Task requirements:
Arrange each line of all the items below as a Markdown table with the columns Row and Line, numbering the rows and omitting blank lines. Leave the pictures out of the answer.

Supplied records:
####################

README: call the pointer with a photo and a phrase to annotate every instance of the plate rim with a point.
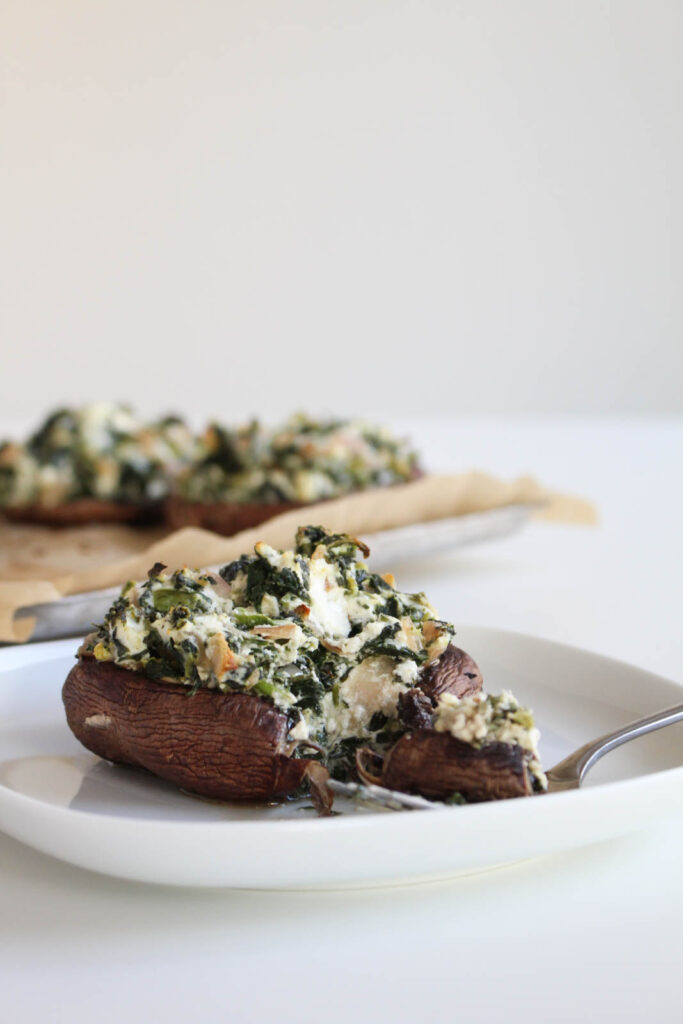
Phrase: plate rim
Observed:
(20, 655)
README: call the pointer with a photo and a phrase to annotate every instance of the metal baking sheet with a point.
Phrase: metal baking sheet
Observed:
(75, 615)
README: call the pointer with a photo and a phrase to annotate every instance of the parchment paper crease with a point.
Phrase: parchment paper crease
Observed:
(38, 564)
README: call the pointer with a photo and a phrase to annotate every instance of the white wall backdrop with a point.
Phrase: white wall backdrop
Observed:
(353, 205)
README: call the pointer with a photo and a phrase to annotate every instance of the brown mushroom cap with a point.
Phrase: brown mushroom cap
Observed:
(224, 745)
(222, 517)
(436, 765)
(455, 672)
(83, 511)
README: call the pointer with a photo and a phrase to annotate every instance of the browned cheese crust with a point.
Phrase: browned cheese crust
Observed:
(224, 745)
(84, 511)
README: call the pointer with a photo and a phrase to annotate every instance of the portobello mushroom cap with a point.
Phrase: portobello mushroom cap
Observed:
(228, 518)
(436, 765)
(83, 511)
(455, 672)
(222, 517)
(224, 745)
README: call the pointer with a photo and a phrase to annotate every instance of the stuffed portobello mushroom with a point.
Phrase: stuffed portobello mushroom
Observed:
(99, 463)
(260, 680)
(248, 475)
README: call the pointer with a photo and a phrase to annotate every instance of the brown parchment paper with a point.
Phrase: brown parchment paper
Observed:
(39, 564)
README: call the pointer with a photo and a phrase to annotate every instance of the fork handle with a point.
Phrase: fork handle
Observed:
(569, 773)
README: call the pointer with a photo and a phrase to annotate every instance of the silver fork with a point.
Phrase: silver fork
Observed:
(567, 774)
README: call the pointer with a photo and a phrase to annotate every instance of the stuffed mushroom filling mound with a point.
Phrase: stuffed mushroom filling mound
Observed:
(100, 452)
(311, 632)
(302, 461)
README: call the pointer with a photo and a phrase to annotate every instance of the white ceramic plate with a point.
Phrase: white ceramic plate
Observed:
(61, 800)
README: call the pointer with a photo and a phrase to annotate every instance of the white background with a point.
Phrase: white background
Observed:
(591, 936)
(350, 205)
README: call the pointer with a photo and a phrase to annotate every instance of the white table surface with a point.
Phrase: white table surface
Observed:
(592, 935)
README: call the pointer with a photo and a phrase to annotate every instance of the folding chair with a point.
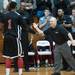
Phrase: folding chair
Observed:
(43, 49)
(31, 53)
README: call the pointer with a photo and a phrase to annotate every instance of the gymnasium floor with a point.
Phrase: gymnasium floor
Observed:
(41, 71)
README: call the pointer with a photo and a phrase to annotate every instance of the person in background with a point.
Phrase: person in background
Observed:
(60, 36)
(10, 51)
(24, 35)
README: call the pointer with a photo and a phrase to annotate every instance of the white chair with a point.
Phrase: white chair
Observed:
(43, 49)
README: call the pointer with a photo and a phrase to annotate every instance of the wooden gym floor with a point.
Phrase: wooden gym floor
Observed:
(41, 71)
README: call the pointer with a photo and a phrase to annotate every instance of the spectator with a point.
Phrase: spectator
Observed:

####################

Full answer:
| Row | Line |
|---|---|
| 1 | README: call the pointer with a photo and a phrase to annotate every instance of the plate rim with a point. |
| 2 | Phrase: plate rim |
| 3 | Observed: |
| 4 | (20, 655) |
| 5 | README: call the pointer with a photo and a phrase to annotate every instance of the metal baking sheet with a point. |
| 6 | Phrase: metal baking sheet |
| 7 | Observed: |
| 8 | (75, 615) |
| 9 | README: call the pointer with a photo and a phrase to annotate every instance of the parchment paper crease with a point. |
| 10 | Phrase: parchment paper crease |
| 11 | Observed: |
| 12 | (38, 564) |
| 13 | README: call the pointer with a photo and a phrase to annotate every instance of the white wall backdrop with a point. |
| 14 | Phrase: white wall backdrop |
| 15 | Observed: |
| 16 | (353, 205) |
| 17 | README: call the pointer with a photo and a phrase to annotate every instance of the brown mushroom cap with a point. |
| 18 | Phrase: brown mushroom cap |
| 19 | Observed: |
| 20 | (224, 745) |
| 21 | (222, 517) |
| 22 | (436, 765) |
| 23 | (455, 672) |
| 24 | (83, 511) |
| 25 | README: call the pointer with a photo and a phrase to annotate every instance of the browned cheese crust with a point. |
| 26 | Phrase: browned cheese crust |
| 27 | Observed: |
| 28 | (224, 745) |
| 29 | (84, 511) |
| 30 | README: call the pointer with a photo and a phrase to annotate every instance of the portobello mushroom cap with a point. |
| 31 | Phrase: portobello mushroom cap |
| 32 | Observed: |
| 33 | (228, 518) |
| 34 | (436, 765) |
| 35 | (83, 511) |
| 36 | (455, 672) |
| 37 | (222, 517) |
| 38 | (224, 745) |
| 39 | README: call the pointer with a photo and a phrase to annotate every instance of the stuffed portobello mushroom with a point. |
| 40 | Phrase: stuffed portobello mushroom |
| 41 | Observed: |
| 42 | (99, 463) |
| 43 | (260, 680) |
| 44 | (248, 475) |
| 45 | README: call the pointer with a photo and a phrase to annotate every instance of the brown parchment paper with a point. |
| 46 | Phrase: brown parchment paper |
| 47 | Observed: |
| 48 | (39, 564) |
| 49 | README: call the pointer with a photo and a phrase to annotate every instance of the fork handle with a point. |
| 50 | Phrase: fork handle |
| 51 | Observed: |
| 52 | (569, 773) |
| 53 | README: call the pointer with a photo and a phrase to annotate every instance of the silver fork with a point. |
| 54 | Phrase: silver fork |
| 55 | Observed: |
| 56 | (567, 774) |
| 57 | README: call the pointer with a photo and a phrase to annotate every instance of the stuffed mushroom filling mound with a point. |
| 58 | Phrase: stuffed mushroom filling mound |
| 59 | Observed: |
| 60 | (100, 452) |
| 61 | (311, 632) |
| 62 | (302, 461) |
| 63 | README: call the pointer with a photo and a phrase to annotate every instance of the white ceramic plate with a point. |
| 64 | Phrase: white ceramic plate |
| 65 | Observed: |
| 66 | (61, 800) |
| 67 | README: call the pointer with a photo and a phrase to annotate every instance of the white background with a point. |
| 68 | Phrase: white background |
| 69 | Observed: |
| 70 | (591, 936) |
| 71 | (350, 205) |
| 72 | README: call the pointer with a photo and a phrase to annotate every instance of the white table surface with a point. |
| 73 | Phrase: white table surface |
| 74 | Observed: |
| 75 | (592, 935) |
| 76 | README: call the pointer with a photo and a phrase to annotate every instance of the folding chair with a point. |
| 77 | Phrase: folding chair |
| 78 | Observed: |
| 79 | (43, 49) |
| 80 | (31, 53) |
| 81 | README: call the pointer with a photo and a phrase to annotate every instance of the gymnasium floor with a point. |
| 82 | Phrase: gymnasium floor |
| 83 | Observed: |
| 84 | (41, 71) |
| 85 | README: call the pointer with a photo and a phrase to annotate every instance of the person in background with a point. |
| 86 | Phrase: person in background |
| 87 | Observed: |
| 88 | (60, 36) |
| 89 | (10, 51) |
| 90 | (24, 35) |
| 91 | README: call the pointer with a photo and a phrase to annotate every instance of the white chair with a point. |
| 92 | Phrase: white chair |
| 93 | Observed: |
| 94 | (43, 49) |
| 95 | README: call the pointer with a photo and a phrase to annotate every instance of the wooden gym floor with a point. |
| 96 | Phrase: wooden gym floor |
| 97 | Observed: |
| 98 | (41, 71) |
| 99 | README: call the pointer with a photo and a phrase to annotate every instance of the spectator with a point. |
| 100 | Phrase: spectator |
| 101 | Observed: |